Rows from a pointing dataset
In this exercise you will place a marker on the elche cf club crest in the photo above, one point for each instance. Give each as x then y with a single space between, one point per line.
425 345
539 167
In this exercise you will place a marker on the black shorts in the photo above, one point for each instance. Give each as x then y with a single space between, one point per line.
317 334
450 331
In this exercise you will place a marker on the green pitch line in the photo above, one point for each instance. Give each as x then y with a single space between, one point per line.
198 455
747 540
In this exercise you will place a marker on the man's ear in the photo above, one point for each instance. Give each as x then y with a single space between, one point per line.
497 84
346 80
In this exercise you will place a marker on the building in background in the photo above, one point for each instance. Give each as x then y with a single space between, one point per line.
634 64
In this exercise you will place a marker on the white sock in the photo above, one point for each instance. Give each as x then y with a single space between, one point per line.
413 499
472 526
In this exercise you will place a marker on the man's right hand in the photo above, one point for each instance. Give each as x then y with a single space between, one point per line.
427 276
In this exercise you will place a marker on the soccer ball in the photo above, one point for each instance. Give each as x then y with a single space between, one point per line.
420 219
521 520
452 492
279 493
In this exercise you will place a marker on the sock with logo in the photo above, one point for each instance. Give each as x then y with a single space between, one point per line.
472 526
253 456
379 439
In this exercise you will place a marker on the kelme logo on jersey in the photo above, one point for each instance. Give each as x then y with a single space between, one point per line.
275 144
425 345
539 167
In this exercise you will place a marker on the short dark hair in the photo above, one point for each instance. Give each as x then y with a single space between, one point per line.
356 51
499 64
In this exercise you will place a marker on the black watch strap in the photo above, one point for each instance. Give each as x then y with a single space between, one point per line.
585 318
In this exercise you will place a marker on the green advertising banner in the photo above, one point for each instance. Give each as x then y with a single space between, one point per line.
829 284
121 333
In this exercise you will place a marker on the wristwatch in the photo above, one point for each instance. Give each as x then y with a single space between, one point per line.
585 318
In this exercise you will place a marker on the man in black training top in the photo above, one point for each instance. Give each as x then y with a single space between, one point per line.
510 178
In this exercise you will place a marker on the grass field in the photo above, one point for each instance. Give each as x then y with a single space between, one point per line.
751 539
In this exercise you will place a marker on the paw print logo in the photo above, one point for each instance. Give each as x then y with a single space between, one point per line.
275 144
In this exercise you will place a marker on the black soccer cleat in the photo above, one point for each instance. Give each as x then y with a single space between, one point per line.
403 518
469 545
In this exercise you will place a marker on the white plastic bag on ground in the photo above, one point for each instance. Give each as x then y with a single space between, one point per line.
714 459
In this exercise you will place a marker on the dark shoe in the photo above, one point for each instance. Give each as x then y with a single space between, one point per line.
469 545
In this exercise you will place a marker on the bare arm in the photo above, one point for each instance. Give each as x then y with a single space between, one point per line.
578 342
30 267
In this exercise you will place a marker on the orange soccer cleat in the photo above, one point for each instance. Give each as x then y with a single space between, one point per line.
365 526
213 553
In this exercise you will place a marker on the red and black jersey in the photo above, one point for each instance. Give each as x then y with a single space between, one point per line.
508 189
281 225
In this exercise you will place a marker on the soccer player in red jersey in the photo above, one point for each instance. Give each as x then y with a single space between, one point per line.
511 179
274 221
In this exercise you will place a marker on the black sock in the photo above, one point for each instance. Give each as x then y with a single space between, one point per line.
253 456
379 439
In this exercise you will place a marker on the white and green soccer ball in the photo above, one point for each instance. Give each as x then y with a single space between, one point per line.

▶ _What to do_: Copy every one of the items above word for word, keeping each line unchanged and in the same order.

▶ _Complete answer_:
In this exercise you will place a marker on the elche cf club crest in the photo above, one point for each instance. Give each as x then y with a single space between, one point per line.
425 345
539 167
In this exercise you will place a marker on the black shorts in the photo above, one point for each instance. Give each as x then y with a single space between, one point per line.
317 334
450 331
In this exercise you will place a marker on the green pitch line in the photo above, one point for each instance. Give each as x then y with a single space between, one point per line.
198 455
747 540
In this exercise you will place a marker on the man's ear in the photo above, one point for each instance. Give each as x then y with a single space between, one point per line.
497 84
346 80
In this exercise you will place a marker on the building in background in the photo above, one point for each instance. Give each as x then y with a single space between, one point per line.
634 64
In this exercise you will place a marker on the white sock in the photo above, one point for each instance. Give each as x then y with a single space between, one point per line.
413 499
472 526
In this exercise you will place a marker on the man's right hand in the photo above, one point for each instance. Give each as x then y with a single space between, one point per line.
427 276
In this exercise you will place a marker on the soccer ball in the photo above, one point for each instance. Give each as x then y with a single space between, one point per line.
420 219
521 520
452 492
279 493
In this exercise you will place a marker on the sock with logo in the photo above, one point for each instance. Give each as x then y with a single space between, one point per line.
472 526
253 456
379 439
In this exercise you will place a marker on the kelme logo on jersey in the photo above, one point for each instance. Give each as x then y with a single space between, one point per line.
275 144
425 345
539 167
In this exercise you will place a marker on the short dark hair in the photo above, one point for each instance. Give each as x then y with a single space between, one point per line.
356 51
499 64
In this exercise you will place a marker on the black watch strap in the photo above, one point for each instance. Give each as x then y with a single space between, one point per line.
585 318
In this exercise you will place a marker on the green advertising banner in the photo above, one point for each instance. Give each as x then y with a single space between, one point per line.
829 284
121 333
In this exercise you will place a marker on the wristwatch in the photo above, one point for each instance. Give each as x then y with a single space between, one point per line.
585 318
In this exercise you will place a marker on the man in black training top in the photo above, one point for each instance. Give each as x then y with a single space between, one point per line.
510 178
In this exercise you will place a marker on the grass field in the photo above, one point for each instance. Give each as x then y with a single space between, one point per line.
751 539
In this exercise you will place a marker on the paw print logo in the photo above, one point for each instance. Give each as x then y with a single space between, one point per line.
275 144
In this exercise you will place a marker on the black soccer cleat in the photo above, one point for each instance. Give each as x then y with a single space between, one point per line.
403 518
469 545
In this exercise you will place a marker on the white plastic bag on ground in the photo above, one point for each instance. Give each as x then y with a single space between, one point per line.
714 459
In this exercise you will place a marker on the dark shoe in the photo above, one point for each instance. Give each as x then y with a single space between, one point per line.
469 545
In this exercise you will place a marker on the bare arm in the photo above, one point for each instance. Give each as x then y with a single space between, one point per line.
578 342
30 267
In this exercise you will place a marker on the orange soccer cleat in the photo above, one point for each instance. Give each as x then y with a single space between, one point per line.
365 526
213 553
In this exercise you will place a marker on the red and black jersey in the photo above, one point for each instance. Give each as x then y with a single space between, one point per line.
508 189
281 225
In this exercise you will place a marker on the soccer player in red jersey in the photo above, one point for each instance. Give each as x then y with a single space between, one point per line.
511 179
274 221
In this exercise you will place a marker on the black sock in the photo above, one point for each instance. Give each as x then y with a single space between, one point per line.
253 456
379 439
In this exercise you will place a marker on the white and green soccer ball in the photo above, one point for each instance. Give each as x then y with a single space between, one point per line.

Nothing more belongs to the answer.